Please turn every line below into a numbered list, leaving out any blank lines.

▸ **Given records**:
============================================================

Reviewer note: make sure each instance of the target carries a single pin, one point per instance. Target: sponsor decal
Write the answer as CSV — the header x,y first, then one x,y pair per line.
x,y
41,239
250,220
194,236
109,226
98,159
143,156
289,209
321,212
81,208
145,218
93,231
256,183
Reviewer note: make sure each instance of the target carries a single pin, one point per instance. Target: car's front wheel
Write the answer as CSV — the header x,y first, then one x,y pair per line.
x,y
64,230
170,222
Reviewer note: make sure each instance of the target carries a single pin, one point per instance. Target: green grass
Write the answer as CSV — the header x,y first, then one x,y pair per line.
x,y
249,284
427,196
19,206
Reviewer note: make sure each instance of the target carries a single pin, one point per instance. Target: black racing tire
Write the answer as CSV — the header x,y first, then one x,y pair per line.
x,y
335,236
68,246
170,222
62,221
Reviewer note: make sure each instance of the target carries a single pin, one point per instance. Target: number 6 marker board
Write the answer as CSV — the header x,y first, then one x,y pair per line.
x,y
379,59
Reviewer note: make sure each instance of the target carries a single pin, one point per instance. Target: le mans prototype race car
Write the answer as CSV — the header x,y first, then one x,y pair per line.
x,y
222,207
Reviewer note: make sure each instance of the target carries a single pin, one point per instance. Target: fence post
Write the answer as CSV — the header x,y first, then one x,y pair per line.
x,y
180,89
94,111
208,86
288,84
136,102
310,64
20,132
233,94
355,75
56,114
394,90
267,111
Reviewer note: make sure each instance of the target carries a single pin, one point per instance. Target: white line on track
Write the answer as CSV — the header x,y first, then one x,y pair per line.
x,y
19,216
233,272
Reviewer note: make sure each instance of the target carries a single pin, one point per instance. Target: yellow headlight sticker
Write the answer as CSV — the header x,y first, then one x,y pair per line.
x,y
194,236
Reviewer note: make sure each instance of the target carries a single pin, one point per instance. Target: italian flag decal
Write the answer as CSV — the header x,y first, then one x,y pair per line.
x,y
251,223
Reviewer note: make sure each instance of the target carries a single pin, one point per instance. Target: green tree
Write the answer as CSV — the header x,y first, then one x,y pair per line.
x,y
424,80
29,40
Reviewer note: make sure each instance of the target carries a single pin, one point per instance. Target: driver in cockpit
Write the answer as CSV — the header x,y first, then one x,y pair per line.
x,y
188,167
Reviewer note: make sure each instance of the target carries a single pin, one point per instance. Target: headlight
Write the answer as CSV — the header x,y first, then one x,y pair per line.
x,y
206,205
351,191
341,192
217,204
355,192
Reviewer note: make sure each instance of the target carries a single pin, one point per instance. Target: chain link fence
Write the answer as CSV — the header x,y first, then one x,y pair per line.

============================================================

▸ **Task output**:
1. Reviewer note: make sure each instance of the target carries a single pin, one point per instance. Target: sponsor decal
2. Write the answer as CSV — the header x,y first, then one x,y pair per line.
3. x,y
4. 41,239
5. 250,220
6. 194,236
7. 109,226
8. 98,159
9. 143,156
10. 289,209
11. 321,212
12. 81,208
13. 145,218
14. 93,231
15. 256,183
16. Reviewer note: make sure each instance of the target carries a single pin, one point per instance. Target: car's front wheel
17. Write the answer as CSV — the header x,y first, then one x,y pair per line.
18. x,y
19. 64,230
20. 170,222
21. Reviewer note: make sure each instance of the target carries a single pin, one point per instance. Target: green grass
22. Write the answer as CSV — the header x,y first, then one x,y pair per line.
23. x,y
24. 249,284
25. 427,196
26. 19,206
27. Reviewer note: make sure each instance of the target carries a single pin, one point per instance. Target: black racing tire
28. Write the answer as CSV — the header x,y first, then one x,y pair per line.
29. x,y
30. 335,236
31. 68,246
32. 170,222
33. 62,221
34. Reviewer note: make sure each instance of the target carries a single pin, one point per instance. Target: number 6 marker board
35. Write the answer as CSV — the header x,y first, then one x,y pair per line.
36. x,y
37. 379,59
38. Reviewer note: make sure each instance of the target carries a single pin, one point per instance. Target: le mans prototype race car
39. Write the answer as CSV — the header x,y first, then one x,y pair per line.
40. x,y
41. 222,207
42. Reviewer note: make sure each instance of the target carries a single pin, one point per instance. Target: fence post
43. Write the answer as CSV — the header x,y first, then one x,y pair per line.
44. x,y
45. 180,89
46. 94,111
47. 208,86
48. 288,84
49. 136,102
50. 310,64
51. 20,132
52. 233,94
53. 355,75
54. 56,114
55. 394,90
56. 267,111
57. Reviewer note: make sure each instance of the target carries a single pin, one point per instance. Target: white line on track
58. Write the answer as CSV — the header x,y first, then one x,y pair per line.
59. x,y
60. 19,216
61. 233,272
62. Reviewer note: make sure each instance of the target carries a single pin, one point per instance. Target: yellow headlight sticker
63. Write the answer as CSV — the header x,y first, then one x,y pair per line.
64. x,y
65. 194,236
66. Reviewer note: make sure each instance of the target carries a single pin, one point per instance. Target: italian flag decal
67. Write the answer as CSV — the header x,y first, then one x,y pair per line.
68. x,y
69. 251,223
70. Reviewer note: make sure each instance of the target carries a single pin, one point per instance. Target: green tree
71. Write the answer as CSV — the header x,y first, then one x,y pair per line.
72. x,y
73. 424,80
74. 29,40
75. Reviewer note: make sure each instance of the target carries a single pin, one point per instance. Target: driver in cockpit
76. Write the answer as CSV — the header x,y first, then one x,y pair per line.
77. x,y
78. 188,167
79. Reviewer note: make sure each instance of the target carries a single pin, one point per instance. Target: headlight
80. Write the answer as CSV — the header x,y first, then one x,y pair per line.
81. x,y
82. 206,205
83. 351,191
84. 341,192
85. 217,204
86. 355,192
87. Reviewer note: make sure each instance of the target carries a single pin, one point per instance. Target: chain link fence
88. Write the answer as CSV — the header x,y first, then one x,y pair per line.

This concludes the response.